Copy the data below word for word, keeping every line unchanged and in order.
•••
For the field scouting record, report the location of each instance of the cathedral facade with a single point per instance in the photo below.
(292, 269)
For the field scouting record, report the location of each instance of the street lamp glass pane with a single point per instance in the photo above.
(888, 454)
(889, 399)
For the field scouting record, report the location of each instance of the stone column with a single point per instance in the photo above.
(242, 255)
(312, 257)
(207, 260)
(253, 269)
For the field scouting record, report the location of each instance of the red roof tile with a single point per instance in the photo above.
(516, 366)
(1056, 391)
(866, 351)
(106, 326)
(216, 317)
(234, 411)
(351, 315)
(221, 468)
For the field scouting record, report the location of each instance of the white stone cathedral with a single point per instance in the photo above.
•••
Answer below:
For the field scouting record, report the location of each instance of the cathedral facade with a single point per instance in the photo below.
(292, 269)
For the field scouting record, report the location of each instance of the street lamp glass pane with a single point per instance in the photo above.
(888, 454)
(889, 399)
For the field scouting record, report the location of each instance of the stone column with a single point per instance in the photo above.
(242, 255)
(312, 257)
(207, 260)
(253, 269)
For the field scouting record, report the location of each instance of the red roof tile with a single point per instance in the photo above.
(516, 366)
(1056, 391)
(866, 351)
(106, 326)
(216, 317)
(234, 411)
(351, 315)
(221, 468)
For the field scouting record, report the location of each instance of the white stone cathedral with a single point per instance in the photo above.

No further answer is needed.